§ **WRITTEN TASKS**
A: Please list every kind of type that the MantiMetrics page says gets its own row at class granularity.
B: According to the MantiMetrics page, which granularity is the primary mode for the current Milestone 1 setup?

MantiMetrics

MantiMetrics is a Java/Maven tool for building maintainability datasets from GitHub repositories and JIRA bug data. It supports class, method, and both execution modes, can load projects from JSON or directly from the CLI, produces raw CSV datasets, and then generates exam-ready artifacts for WEKA and what-if analysis.

What it does

For each configured project, MantiMetrics:

selects the target releases
builds the full historical release timeline shared by GitHub and JIRA.
streams each selected release from GitHub and keeps only the production Java sources in memory for the time needed by the analysis.
extracts static metrics, smell-related indicators and release-local Git history
enriches every class/method row with cumulative history features and historical JIRA-based bug labels.
writes a raw dataset CSV
generates derived artifacts for the exam workflow
writes a milestone-1 audit report that documents snoring coverage and labeling policy.

Granularity

The tool supports two dataset granularities and one combined execution mode:

method: one row per method
class: one row per type, including classes, interfaces, records, enums and annotations.
both: runs class first and then method in the same execution

Choose the granularity from the CLI:

.\mvnw.cmd exec:java "-Dexec.args=--granularity=method"
.\mvnw.cmd exec:java "-Dexec.args=--granularity=class"
.\mvnw.cmd exec:java "-Dexec.args=--granularity=both"

The same works with global Maven:

mvn exec:java "-Dexec.args=--granularity=method"

For the current Milestone 1 setup, class is the primary mode and both is useful when you want to keep the method-level dataset available for comparison or reuse.

§ **RAW RECORDS**
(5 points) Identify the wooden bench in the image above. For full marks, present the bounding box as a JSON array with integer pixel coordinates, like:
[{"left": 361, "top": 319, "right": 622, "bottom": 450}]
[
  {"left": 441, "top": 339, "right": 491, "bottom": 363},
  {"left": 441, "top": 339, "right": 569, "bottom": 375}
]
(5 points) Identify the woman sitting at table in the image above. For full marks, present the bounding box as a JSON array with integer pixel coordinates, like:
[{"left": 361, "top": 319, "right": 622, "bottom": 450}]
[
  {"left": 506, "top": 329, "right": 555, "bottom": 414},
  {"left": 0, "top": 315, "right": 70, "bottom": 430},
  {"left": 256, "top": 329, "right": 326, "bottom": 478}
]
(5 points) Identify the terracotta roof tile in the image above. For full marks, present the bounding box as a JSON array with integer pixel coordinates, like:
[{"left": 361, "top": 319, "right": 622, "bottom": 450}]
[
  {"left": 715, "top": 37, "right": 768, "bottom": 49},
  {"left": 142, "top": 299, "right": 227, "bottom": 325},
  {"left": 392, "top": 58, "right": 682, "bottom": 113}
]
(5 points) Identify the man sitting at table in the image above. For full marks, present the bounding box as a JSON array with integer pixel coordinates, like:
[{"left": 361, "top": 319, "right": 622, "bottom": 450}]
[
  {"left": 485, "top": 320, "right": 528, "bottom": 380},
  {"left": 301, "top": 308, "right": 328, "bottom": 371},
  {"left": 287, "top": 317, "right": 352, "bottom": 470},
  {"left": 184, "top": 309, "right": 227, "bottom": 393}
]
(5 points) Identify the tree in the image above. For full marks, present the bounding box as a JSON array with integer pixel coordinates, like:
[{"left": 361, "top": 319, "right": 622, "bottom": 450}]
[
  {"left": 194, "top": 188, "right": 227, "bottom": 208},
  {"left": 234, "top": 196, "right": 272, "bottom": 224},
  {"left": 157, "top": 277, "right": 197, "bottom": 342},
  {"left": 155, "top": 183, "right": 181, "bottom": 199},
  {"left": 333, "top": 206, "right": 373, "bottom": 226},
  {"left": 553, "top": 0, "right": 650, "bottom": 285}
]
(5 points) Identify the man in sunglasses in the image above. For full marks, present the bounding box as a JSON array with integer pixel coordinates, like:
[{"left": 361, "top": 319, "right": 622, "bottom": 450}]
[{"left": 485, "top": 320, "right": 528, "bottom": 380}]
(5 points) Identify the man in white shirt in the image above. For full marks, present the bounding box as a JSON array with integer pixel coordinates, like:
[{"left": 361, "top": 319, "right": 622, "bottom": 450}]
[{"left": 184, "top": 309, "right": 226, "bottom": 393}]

§ **RESULTS FOR THE EXERCISE**
A:
- Classes
- Interfaces
- Records
- Enums
- Annotations

B: Class is the primary mode.